Your instructions -> Swap "house" for "shed" in the entries, starting at the line that contains "of the window" and stopping after the line that contains "Target: window on house". Give back only those lines, with everything else unchanged.

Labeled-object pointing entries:

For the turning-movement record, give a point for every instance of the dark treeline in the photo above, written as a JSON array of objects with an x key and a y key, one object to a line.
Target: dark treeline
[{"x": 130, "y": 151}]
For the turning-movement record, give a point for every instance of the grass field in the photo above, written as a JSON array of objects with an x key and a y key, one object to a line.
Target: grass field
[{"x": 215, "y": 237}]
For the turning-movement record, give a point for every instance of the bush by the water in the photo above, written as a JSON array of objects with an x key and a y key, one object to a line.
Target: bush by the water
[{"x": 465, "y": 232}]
---
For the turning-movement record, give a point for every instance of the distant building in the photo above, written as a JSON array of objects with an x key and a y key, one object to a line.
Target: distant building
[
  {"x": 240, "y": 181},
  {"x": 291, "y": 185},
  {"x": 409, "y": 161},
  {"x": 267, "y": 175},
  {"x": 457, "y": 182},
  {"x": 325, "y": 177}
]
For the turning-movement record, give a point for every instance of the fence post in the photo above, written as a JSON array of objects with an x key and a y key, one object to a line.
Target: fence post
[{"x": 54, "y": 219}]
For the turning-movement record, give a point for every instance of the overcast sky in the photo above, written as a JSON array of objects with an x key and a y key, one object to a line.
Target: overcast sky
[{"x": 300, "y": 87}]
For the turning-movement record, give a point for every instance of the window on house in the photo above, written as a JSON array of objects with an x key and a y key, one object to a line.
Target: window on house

Solved exercise ->
For the turning-movement record, give a point for every instance of the window on shed in the photo above, written as a JSON array of objects with an x key and a y key, one object to a line.
Target: window on shed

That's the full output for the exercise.